▶ _SELECTION_
The Bible has a character. I was struck by this point when rereading the long essay by Hans Frei on the genre of the Gospels (which appeared in print as The Identity of Jesus Christ) and teaching through the book with students at St. Andrews. Frei struggled to describe the achievement of the Gospel form, chiefly through attention to general hermeneutics and literary theory. It was an experimental book, in my view.
In this book I have endeavored to wrestle with the form of the two-testament Bible and to understand its unique character. There is nothing else like it. One usually speaks in this way about its subject matter—God in Christ Jesus—and rightly so. But one can also speak this way about its formal character as a two-testament account. Indeed, it is that form that enables its subject to come to us, confront us, change our horizons forever, and show us a life hidden in him and awakened as we read and reread the Scriptures that tell of his divine character in Israel and in the church, the One Lord God: the Father, the Son, and the Holy Spirit.
A canonical approach to the Bible seeks to attend to and defer to those formal and associative aspects of Scripture that allow it most fully to speak. That the NT uses the Old presents a special kind of challenge, for potentially it means coming to terms with God’s providential ordering of time in Christ. But to see this as a matter of individual witnesses in the NT making this or that use
of the OT also potentially threatens the NT as itself a canonical totality and stops short of hearing the discrete witnesses of Old and New as they both speak of Christ in their own registers. My hope is that this book will be read in conjunction with the newer specialist studies as a way of thinking through the hermeneutical issues and of attaching the topic to the long history of interpretation in which the OT is so central.
Christopher Seitz
Toronto
Abbreviations
Introduction
Starting Points
And on three Sabbath days he reasoned with them from the Scriptures, explaining and proving that the Christ had to suffer and rise from the dead.
(Acts 17:2–3)
The Christian church at its origin received the Scriptures of Israel as the sole authoritative witness (the Law and the Prophets
; the oracles of God entrusted to the Jews
; it is written
). These Scriptures taught the church what to believe about God: who God was; how to understand God’s relationship to creation, Israel, and the nations; how to worship God; and what manner of life was enjoined in grace and in judgment. The church understood her character and purpose to be shown under a type in Israel and so read the Scriptures as speaking to her through the idiom of this Old Testament,
as it would come to be called. When a second witness would in time emerge and take form, the first witness would be retained in its own form, and a dual scriptural canon would constitute the Christian Scriptures. The New Testament
scriptural authority was given its logic and its material form with reference to the Scriptures as first received by the church. Old
then referred not merely to something temporally precedent, but rather provided the signal point of reference by which to understand a second witness to the work of God in Christ.
It is here that the logic of the rule of faith operative in the ante-Nicene period must be properly grasped. What the received Scriptures said of God was everywhere held to be true of God and his essential character—as against rival claims, including those of the Marcionites and Valentinians, among others. Because this only true God sent his only true Son, the received Scriptures revealed the trinitarian God of Christian faith. The Logos was active in the life of Israel, from creation to election to law-giving to cult to prayer and praise to prophetic word to final promise, because the only Son was of one being with the Father.[1] The exegetical implications of the rule of faith were enormous in respect to the received scriptural witness, not least because as the sole Scripture of the early church, it served to preach Christ and show that his earthly life was in accordance with the purposes of God from all time, manifested in the literal and extended senses of what would come to be called the Old Testament.

▶ _TASK DESCRIPTION_
Reproduce the passage on the two-testament Bible word for word, starting at "A canonical approach" and ending at "is so central.".

▶ _SOURCE MATERIAL_

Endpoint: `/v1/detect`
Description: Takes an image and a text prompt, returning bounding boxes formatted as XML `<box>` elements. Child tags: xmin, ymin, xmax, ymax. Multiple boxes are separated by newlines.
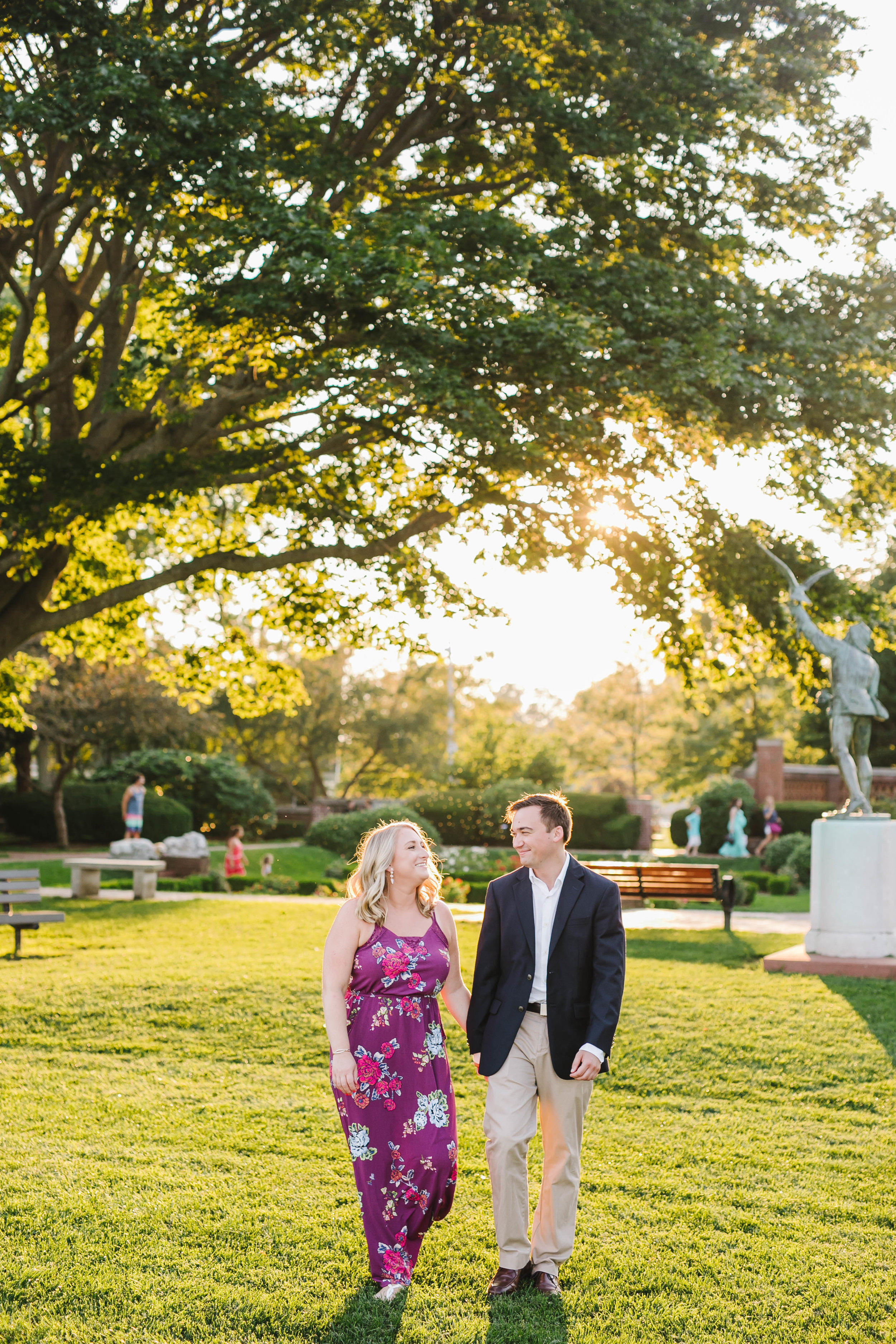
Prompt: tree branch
<box><xmin>37</xmin><ymin>508</ymin><xmax>454</xmax><ymax>634</ymax></box>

▶ _COMPLETE RESPONSE_
A canonical approach to the Bible seeks to attend to and defer to those formal and associative aspects of Scripture that allow it most fully to speak. That the NT uses the Old presents a special kind of challenge, for potentially it means coming to terms with God’s providential ordering of time in Christ. But to see this as a matter of individual witnesses in the NT making this or that use
of the OT also potentially threatens the NT as itself a canonical totality and stops short of hearing the discrete witnesses of Old and New as they both speak of Christ in their own registers. My hope is that this book will be read in conjunction with the newer specialist studies as a way of thinking through the hermeneutical issues and of attaching the topic to the long history of interpretation in which the OT is so central.